▸ What you are asked to do: Please copy every line of the items below, character for character, with no changes.

******

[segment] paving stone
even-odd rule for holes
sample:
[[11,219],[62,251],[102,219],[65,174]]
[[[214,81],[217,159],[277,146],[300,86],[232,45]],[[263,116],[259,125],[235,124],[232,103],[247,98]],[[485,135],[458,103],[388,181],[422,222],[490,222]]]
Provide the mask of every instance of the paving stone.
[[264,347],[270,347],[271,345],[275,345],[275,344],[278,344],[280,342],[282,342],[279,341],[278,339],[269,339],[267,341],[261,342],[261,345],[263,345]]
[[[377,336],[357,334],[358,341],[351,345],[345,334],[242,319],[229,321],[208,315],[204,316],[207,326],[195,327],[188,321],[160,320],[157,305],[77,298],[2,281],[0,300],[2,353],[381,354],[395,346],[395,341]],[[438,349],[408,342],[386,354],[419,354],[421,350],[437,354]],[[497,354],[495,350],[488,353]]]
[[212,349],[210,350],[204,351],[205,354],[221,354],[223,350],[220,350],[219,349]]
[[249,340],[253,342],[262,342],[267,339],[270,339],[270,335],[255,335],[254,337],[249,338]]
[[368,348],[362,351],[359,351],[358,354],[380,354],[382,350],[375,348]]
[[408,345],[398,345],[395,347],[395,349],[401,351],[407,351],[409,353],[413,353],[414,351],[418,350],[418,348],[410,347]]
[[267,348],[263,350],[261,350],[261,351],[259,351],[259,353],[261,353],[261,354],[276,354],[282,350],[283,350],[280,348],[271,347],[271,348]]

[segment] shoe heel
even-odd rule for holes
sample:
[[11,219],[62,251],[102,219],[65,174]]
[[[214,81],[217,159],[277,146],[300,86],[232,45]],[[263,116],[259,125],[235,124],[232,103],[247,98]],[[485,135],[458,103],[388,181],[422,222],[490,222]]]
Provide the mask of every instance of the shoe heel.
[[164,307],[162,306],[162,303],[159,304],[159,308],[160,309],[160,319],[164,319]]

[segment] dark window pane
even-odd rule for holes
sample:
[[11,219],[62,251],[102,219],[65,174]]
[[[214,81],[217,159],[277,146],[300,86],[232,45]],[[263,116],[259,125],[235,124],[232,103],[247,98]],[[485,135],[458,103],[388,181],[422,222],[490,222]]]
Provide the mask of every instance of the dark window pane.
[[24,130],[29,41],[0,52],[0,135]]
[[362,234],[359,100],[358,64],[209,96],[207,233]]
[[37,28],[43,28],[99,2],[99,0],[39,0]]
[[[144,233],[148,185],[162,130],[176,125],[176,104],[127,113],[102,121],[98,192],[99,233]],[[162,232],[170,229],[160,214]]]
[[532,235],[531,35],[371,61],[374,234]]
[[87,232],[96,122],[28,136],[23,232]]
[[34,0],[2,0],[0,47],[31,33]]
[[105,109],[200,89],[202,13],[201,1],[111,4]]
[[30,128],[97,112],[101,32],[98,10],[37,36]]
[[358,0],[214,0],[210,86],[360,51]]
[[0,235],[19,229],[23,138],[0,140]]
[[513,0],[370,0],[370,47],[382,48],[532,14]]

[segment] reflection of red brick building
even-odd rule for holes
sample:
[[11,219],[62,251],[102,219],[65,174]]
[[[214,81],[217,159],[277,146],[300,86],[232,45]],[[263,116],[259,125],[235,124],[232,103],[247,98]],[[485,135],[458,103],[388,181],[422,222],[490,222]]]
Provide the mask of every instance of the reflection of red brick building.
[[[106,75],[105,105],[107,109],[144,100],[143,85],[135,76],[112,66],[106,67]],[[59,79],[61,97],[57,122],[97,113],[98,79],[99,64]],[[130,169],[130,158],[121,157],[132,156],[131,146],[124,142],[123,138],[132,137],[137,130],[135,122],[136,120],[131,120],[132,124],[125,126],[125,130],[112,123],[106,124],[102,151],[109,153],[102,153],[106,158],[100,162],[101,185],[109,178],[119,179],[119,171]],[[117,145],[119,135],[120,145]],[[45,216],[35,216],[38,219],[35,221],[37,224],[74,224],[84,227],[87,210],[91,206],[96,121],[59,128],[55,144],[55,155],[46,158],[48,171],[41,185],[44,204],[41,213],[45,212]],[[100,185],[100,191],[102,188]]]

******

▸ Full output:
[segment] paving stone
even-odd rule for holes
sample:
[[11,219],[62,251],[102,219],[65,174]]
[[[214,81],[217,159],[277,146],[300,86],[232,45]],[[263,116],[259,125],[235,124],[232,103],[247,98]],[[485,135],[458,103],[388,181],[422,222],[490,222]]]
Provide the mask of every instance of the paving stone.
[[264,347],[270,347],[271,345],[275,345],[275,344],[278,344],[280,342],[282,342],[279,341],[278,339],[269,339],[267,341],[261,342],[261,345],[263,345]]
[[[377,336],[357,334],[358,341],[351,345],[345,334],[242,319],[229,321],[208,315],[204,316],[207,326],[195,327],[188,321],[160,320],[157,305],[77,298],[2,281],[0,300],[2,353],[381,354],[395,346],[395,341]],[[438,349],[408,342],[386,354],[419,354],[421,350],[437,354]],[[497,354],[495,350],[488,353]]]
[[212,349],[210,350],[204,351],[205,354],[221,354],[223,350],[220,350],[219,349]]
[[249,340],[253,342],[262,342],[267,339],[270,339],[270,335],[255,335],[254,337],[249,338]]
[[368,348],[362,351],[359,351],[358,354],[380,354],[382,350],[375,348]]
[[408,345],[398,345],[395,347],[395,349],[401,351],[407,351],[409,353],[413,353],[414,351],[418,350],[418,348],[410,347]]
[[267,348],[263,350],[261,350],[261,351],[259,351],[259,353],[261,353],[261,354],[276,354],[282,350],[283,350],[280,348],[271,347],[271,348]]

[segment] shoe heel
even-odd rule for holes
sample:
[[11,219],[62,251],[102,219],[65,174]]
[[[214,81],[217,159],[277,146],[300,86],[232,45]],[[263,116],[259,125],[235,124],[232,103],[247,98]],[[485,135],[458,103],[388,181],[422,222],[490,222]]]
Provide the mask of every instance of the shoe heel.
[[164,307],[162,306],[162,303],[159,304],[159,308],[160,309],[160,319],[164,319]]

[segment] dark window pane
even-odd rule for holes
sample:
[[11,219],[62,251],[102,219],[65,174]]
[[[214,81],[217,159],[277,146],[300,86],[232,45]],[[263,116],[259,125],[235,124],[232,103],[247,98]],[[485,135],[458,103],[388,181],[422,222],[490,222]]]
Provide the mask of every instance of the dark window pane.
[[24,130],[29,41],[0,52],[0,135]]
[[362,234],[359,100],[358,64],[209,96],[207,233]]
[[37,28],[43,28],[99,2],[99,0],[39,0]]
[[[144,233],[148,185],[162,130],[176,125],[176,104],[127,113],[102,121],[98,192],[99,233]],[[162,232],[170,229],[160,214]]]
[[532,235],[531,35],[371,61],[374,234]]
[[87,232],[96,122],[28,136],[23,232]]
[[34,0],[2,0],[0,47],[31,33]]
[[105,109],[200,89],[202,13],[201,1],[111,4]]
[[30,128],[97,112],[101,32],[98,10],[37,36]]
[[358,0],[214,0],[210,86],[360,51]]
[[0,235],[19,229],[23,138],[0,140]]
[[513,0],[370,0],[370,47],[382,48],[532,14]]

[segment] reflection of red brick building
even-odd rule for holes
sample:
[[11,219],[62,251],[102,219],[65,174]]
[[[214,81],[217,159],[277,146],[300,86],[232,45]],[[263,116],[259,125],[235,124],[232,103],[247,98]],[[485,135],[458,103],[388,181],[422,222],[490,222]]]
Provide the mask of every instance of the reflection of red brick building.
[[[106,75],[105,105],[107,109],[144,100],[143,85],[135,76],[112,66],[106,67]],[[59,79],[61,97],[57,122],[97,113],[98,79],[99,64]],[[130,169],[130,158],[121,157],[132,156],[131,146],[124,142],[123,138],[132,137],[137,130],[135,122],[136,120],[131,120],[132,124],[125,126],[125,130],[112,123],[106,124],[102,151],[109,153],[102,153],[106,158],[100,162],[101,185],[109,178],[119,179],[119,171]],[[117,145],[119,135],[120,145]],[[45,216],[35,216],[38,219],[35,221],[37,224],[74,224],[84,227],[87,210],[91,206],[96,121],[59,128],[55,144],[55,155],[46,158],[48,171],[41,185],[44,204],[41,213],[45,212]],[[100,185],[100,191],[102,188]]]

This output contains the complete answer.